• WHAT IS ASKED
Reproduce the lines below word for word, leaving out the pictures.

>>

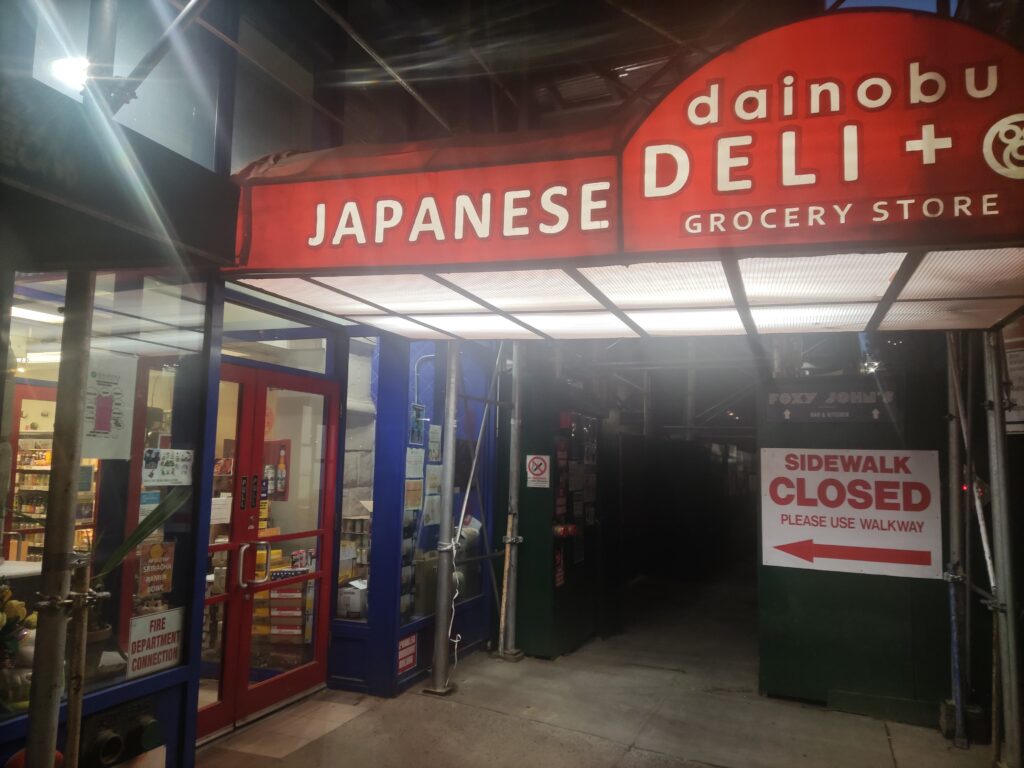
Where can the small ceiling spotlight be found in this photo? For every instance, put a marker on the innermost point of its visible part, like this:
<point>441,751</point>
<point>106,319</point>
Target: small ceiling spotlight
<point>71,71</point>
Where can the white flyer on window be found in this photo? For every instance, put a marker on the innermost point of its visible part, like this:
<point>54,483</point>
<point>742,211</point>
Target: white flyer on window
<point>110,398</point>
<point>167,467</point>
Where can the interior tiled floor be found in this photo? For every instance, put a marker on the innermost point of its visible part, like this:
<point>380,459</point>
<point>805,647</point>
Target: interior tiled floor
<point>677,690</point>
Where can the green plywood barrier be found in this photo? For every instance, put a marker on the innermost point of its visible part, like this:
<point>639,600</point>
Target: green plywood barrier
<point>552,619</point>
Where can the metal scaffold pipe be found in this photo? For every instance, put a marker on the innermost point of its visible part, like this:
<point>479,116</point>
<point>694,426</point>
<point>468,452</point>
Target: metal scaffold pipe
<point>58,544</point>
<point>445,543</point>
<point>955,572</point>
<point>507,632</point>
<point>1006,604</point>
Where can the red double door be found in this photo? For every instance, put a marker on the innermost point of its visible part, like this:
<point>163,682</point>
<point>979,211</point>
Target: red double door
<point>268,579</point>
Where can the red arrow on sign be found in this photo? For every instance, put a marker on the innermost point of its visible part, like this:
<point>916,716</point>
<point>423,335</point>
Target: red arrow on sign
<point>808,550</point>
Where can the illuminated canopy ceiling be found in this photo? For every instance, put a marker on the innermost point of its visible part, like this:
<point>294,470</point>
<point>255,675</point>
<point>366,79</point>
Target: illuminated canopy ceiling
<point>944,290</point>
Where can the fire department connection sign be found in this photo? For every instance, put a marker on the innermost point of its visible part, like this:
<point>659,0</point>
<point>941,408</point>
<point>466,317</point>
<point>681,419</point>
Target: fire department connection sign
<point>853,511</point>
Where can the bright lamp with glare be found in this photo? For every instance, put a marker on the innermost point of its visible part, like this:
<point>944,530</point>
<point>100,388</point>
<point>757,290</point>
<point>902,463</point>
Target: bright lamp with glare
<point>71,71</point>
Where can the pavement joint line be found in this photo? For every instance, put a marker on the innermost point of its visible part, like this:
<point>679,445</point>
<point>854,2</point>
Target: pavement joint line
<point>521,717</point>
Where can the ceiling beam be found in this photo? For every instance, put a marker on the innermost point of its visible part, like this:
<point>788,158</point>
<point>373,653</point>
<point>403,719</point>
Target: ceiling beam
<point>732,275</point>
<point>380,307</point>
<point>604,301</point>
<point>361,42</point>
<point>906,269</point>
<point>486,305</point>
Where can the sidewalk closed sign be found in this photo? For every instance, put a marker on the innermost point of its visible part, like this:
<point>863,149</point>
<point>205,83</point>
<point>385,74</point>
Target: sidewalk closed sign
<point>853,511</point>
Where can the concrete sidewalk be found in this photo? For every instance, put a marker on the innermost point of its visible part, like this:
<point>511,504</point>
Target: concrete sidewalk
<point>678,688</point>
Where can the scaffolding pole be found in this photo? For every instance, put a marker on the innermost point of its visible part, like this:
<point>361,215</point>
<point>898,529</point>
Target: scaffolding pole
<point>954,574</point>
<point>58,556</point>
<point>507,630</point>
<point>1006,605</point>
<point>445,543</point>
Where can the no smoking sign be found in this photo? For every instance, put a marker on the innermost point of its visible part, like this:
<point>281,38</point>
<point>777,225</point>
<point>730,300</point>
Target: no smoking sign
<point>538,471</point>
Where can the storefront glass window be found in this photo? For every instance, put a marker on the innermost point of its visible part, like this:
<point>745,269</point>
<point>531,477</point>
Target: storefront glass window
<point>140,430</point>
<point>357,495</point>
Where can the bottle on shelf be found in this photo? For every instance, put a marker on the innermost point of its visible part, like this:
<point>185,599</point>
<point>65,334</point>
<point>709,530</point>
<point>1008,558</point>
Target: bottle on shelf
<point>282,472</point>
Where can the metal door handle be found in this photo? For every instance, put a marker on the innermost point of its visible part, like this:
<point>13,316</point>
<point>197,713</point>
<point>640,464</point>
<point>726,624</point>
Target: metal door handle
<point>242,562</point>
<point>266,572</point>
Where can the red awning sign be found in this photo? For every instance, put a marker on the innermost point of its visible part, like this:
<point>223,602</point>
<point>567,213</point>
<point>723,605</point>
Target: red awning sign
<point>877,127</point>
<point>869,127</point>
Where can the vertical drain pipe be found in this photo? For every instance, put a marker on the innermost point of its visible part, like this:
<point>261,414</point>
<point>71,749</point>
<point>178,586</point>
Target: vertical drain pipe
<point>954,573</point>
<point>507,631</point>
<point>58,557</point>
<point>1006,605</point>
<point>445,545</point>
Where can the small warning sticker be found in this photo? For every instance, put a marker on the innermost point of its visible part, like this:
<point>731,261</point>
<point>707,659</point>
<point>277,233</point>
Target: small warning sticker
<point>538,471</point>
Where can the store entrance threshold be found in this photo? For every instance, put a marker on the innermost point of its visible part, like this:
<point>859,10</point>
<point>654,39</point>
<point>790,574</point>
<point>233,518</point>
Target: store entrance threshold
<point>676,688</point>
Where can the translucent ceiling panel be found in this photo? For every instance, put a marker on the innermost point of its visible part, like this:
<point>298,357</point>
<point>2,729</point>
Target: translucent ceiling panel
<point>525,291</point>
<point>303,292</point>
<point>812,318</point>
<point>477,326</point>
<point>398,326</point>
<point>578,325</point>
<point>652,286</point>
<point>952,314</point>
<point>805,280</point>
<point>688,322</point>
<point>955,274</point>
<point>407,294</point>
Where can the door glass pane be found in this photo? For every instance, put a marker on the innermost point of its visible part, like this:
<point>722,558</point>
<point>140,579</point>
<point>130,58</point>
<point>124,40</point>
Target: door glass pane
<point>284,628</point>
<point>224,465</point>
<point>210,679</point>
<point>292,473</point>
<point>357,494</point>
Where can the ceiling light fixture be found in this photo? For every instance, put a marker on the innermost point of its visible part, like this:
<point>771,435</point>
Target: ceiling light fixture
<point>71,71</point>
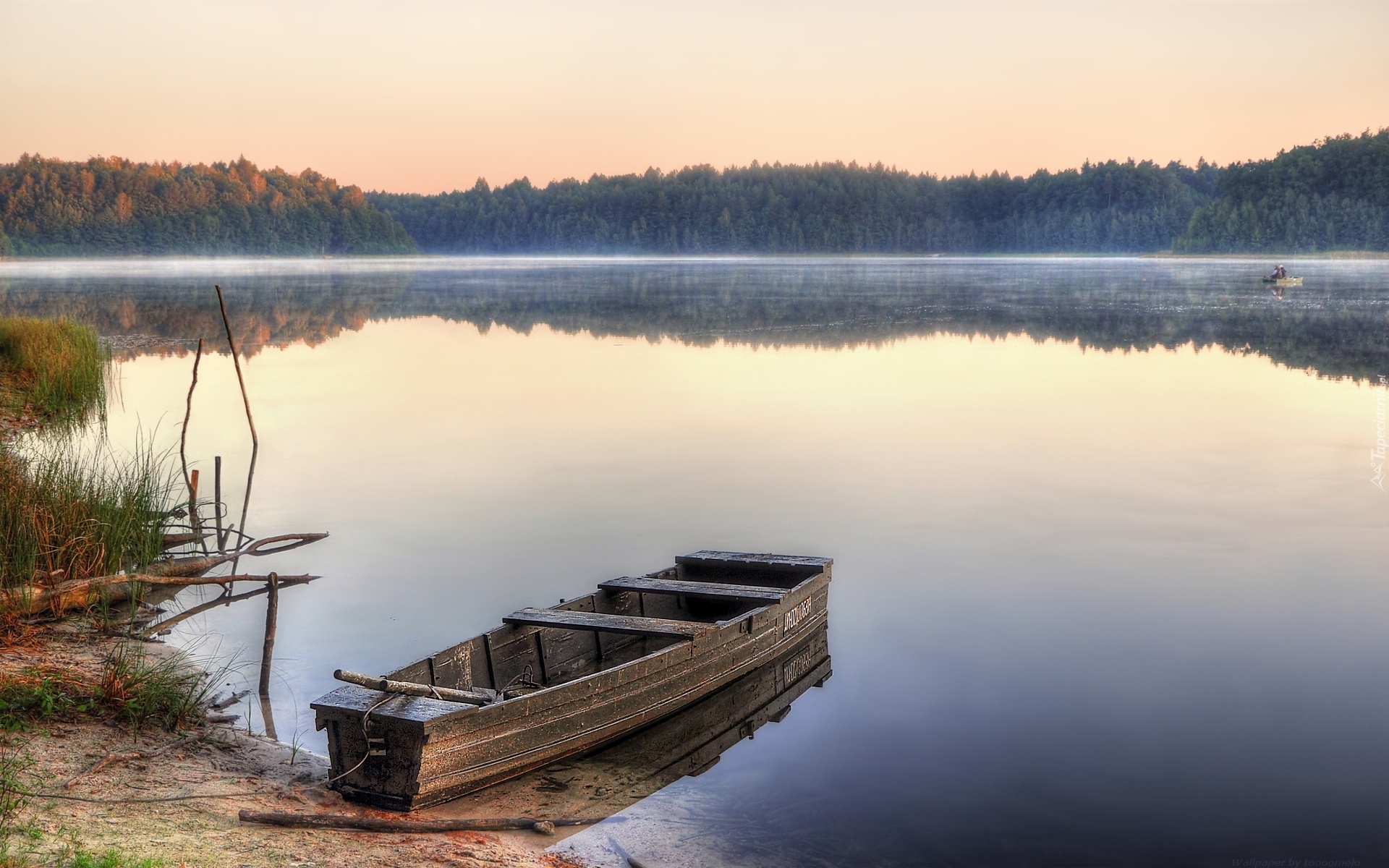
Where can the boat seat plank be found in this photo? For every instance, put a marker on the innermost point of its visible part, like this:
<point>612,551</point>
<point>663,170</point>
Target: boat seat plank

<<

• OUTPUT FOR THIS TASK
Where can the small ceiling spotlight be found in this photo? For every instance, put a marker on the innermost point of its visible part, like this:
<point>441,751</point>
<point>106,319</point>
Target: small ceiling spotlight
<point>71,71</point>
Where can the white flyer on window be found in this photo? For every instance, put a marker on the innermost point of its visible part, like this:
<point>54,483</point>
<point>742,211</point>
Target: white flyer on window
<point>110,398</point>
<point>167,467</point>
Where can the interior tiled floor be found in this photo? For every instance, put a marker on the innermost point of its visible part, like this:
<point>380,459</point>
<point>805,647</point>
Target: interior tiled floor
<point>677,690</point>
Where can the green plywood barrier be found in this photo? For every instance, put a marker on the innermost point of its visible part, like this:
<point>639,600</point>
Target: green plywood barrier
<point>552,619</point>
Where can the metal scaffold pipe be found in this photo? For every instance, put a marker on the innermost point of its visible part, like this:
<point>479,116</point>
<point>694,426</point>
<point>468,452</point>
Target: metal scaffold pipe
<point>58,544</point>
<point>445,543</point>
<point>955,572</point>
<point>507,632</point>
<point>1006,604</point>
Where can the red double door be found in this photo? For every instance, put a marker on the innermost point of its visible part, like this:
<point>163,682</point>
<point>979,211</point>
Target: red double door
<point>268,579</point>
Where can the red arrow on sign be found in this photo? For every instance, put a marker on the innermost point of its visible part, like this:
<point>916,716</point>
<point>423,335</point>
Target: red arrow on sign
<point>808,550</point>
Where can the illuminated canopy ceiling be found in this photo? For every instance, put a marker on the innermost point of its visible part, like this:
<point>294,470</point>
<point>255,675</point>
<point>366,79</point>
Target: illuminated canopy ceiling
<point>944,290</point>
Where can the fire department connection sign be found in this photo? For every instance, put a marker on the innermost point of its visible part, like this:
<point>659,0</point>
<point>941,408</point>
<point>466,317</point>
<point>681,419</point>
Target: fire department connection sign
<point>853,511</point>
Where can the bright lamp with glare be found in this photo? For every instance, put a marker on the innermost point of its visible part, like this:
<point>944,530</point>
<point>100,388</point>
<point>757,290</point>
<point>902,463</point>
Target: bright lamp with glare
<point>71,71</point>
Where can the pavement joint line be found in this photo? For every instance, put a marker on the innermost point of its visible part, like this:
<point>679,445</point>
<point>854,2</point>
Target: pavement joint line
<point>521,717</point>
Where can the ceiling beam be found in this photo? For every instance, put a marker on the innermost point of its visible part, like this:
<point>788,158</point>
<point>373,653</point>
<point>403,719</point>
Target: ceiling beam
<point>732,275</point>
<point>380,307</point>
<point>604,301</point>
<point>361,42</point>
<point>906,269</point>
<point>486,305</point>
Where can the sidewalk closed sign be found in this photo? For every instance, put a marker on the innermost point of its visible part, like this:
<point>863,149</point>
<point>205,83</point>
<point>385,74</point>
Target: sidewalk closed sign
<point>853,511</point>
Where can the concrete sidewalk be found in this photo? For every instance, put a marker on the innermost point of its visible part, like this:
<point>511,504</point>
Target: concrete sidewalk
<point>678,688</point>
Where can the scaffolding pole be found in this photo? For every instance, put a marker on the innermost point of its visible part, like this:
<point>361,215</point>
<point>898,529</point>
Target: scaffolding pole
<point>954,574</point>
<point>58,556</point>
<point>507,630</point>
<point>1006,605</point>
<point>445,543</point>
Where can the no smoking sign be found in this photo? For every instance, put a marker on the innermost point of its visible part, like this:
<point>281,38</point>
<point>777,225</point>
<point>730,300</point>
Target: no smoking sign
<point>538,471</point>
Where can the storefront glass window be found in this photo? For every instance, put a marker on the innermost point of its visible part, like this:
<point>745,269</point>
<point>531,477</point>
Target: storefront glass window
<point>140,430</point>
<point>357,495</point>
Where can the bottle on shelf be found in this photo? For every instance, put a marker on the innermost point of its visible part, like this:
<point>185,599</point>
<point>65,334</point>
<point>709,530</point>
<point>1008,558</point>
Target: bottle on shelf
<point>282,472</point>
Where can the metal door handle be found in this photo? For every instance, put a marker on the innermost point of its visible part, like this:
<point>13,316</point>
<point>197,713</point>
<point>640,464</point>
<point>726,624</point>
Target: metal door handle
<point>242,562</point>
<point>266,572</point>
Where can the red awning sign be found in this photo? For every instance, put a marker on the innermost point of its visible part, like this:
<point>223,602</point>
<point>567,213</point>
<point>723,605</point>
Target: red awning sign
<point>877,127</point>
<point>869,127</point>
Where can the vertical drain pipe be found in this photo? For every instance, put a marker on the innermost point of its visible part, like this:
<point>261,414</point>
<point>71,749</point>
<point>178,586</point>
Target: vertical drain pipe
<point>954,573</point>
<point>507,631</point>
<point>58,557</point>
<point>1006,605</point>
<point>445,545</point>
Where can the small warning sticker be found in this photo? For every instance, put a marker on the innermost point of its visible part, like this:
<point>731,261</point>
<point>707,659</point>
<point>277,233</point>
Target: small warning sticker
<point>538,471</point>
Where can the store entrance threshold be found in this photo? For every instance, put a marker on the innermost point of its visible part, like this:
<point>859,10</point>
<point>654,39</point>
<point>790,574</point>
<point>233,518</point>
Target: store entrance threshold
<point>676,688</point>
Where can the translucent ceiling panel be found in this photo? For every instance, put a marker on the innermost point of its visible part, like this:
<point>298,357</point>
<point>2,729</point>
Target: translucent ceiling panel
<point>525,291</point>
<point>303,292</point>
<point>812,318</point>
<point>477,326</point>
<point>398,326</point>
<point>578,325</point>
<point>652,286</point>
<point>952,314</point>
<point>805,280</point>
<point>688,322</point>
<point>955,274</point>
<point>407,294</point>
Where can the door glass pane be found in this photo? For every instance, put a marker on the innermost point of its visible part, like this:
<point>722,558</point>
<point>140,579</point>
<point>130,58</point>
<point>124,40</point>
Target: door glass pane
<point>284,628</point>
<point>224,465</point>
<point>210,679</point>
<point>292,473</point>
<point>357,494</point>
Where can the ceiling light fixture be found in this photo? For every instance, put a marker on the innermost point of its visible part, like this:
<point>771,435</point>
Target: ceiling light fixture
<point>71,71</point>
Where can the boat seat plank be found in this photo? For every instance, put a marker on the innermost point of its visible part, like this:
<point>612,551</point>
<point>663,170</point>
Target: boat seat plank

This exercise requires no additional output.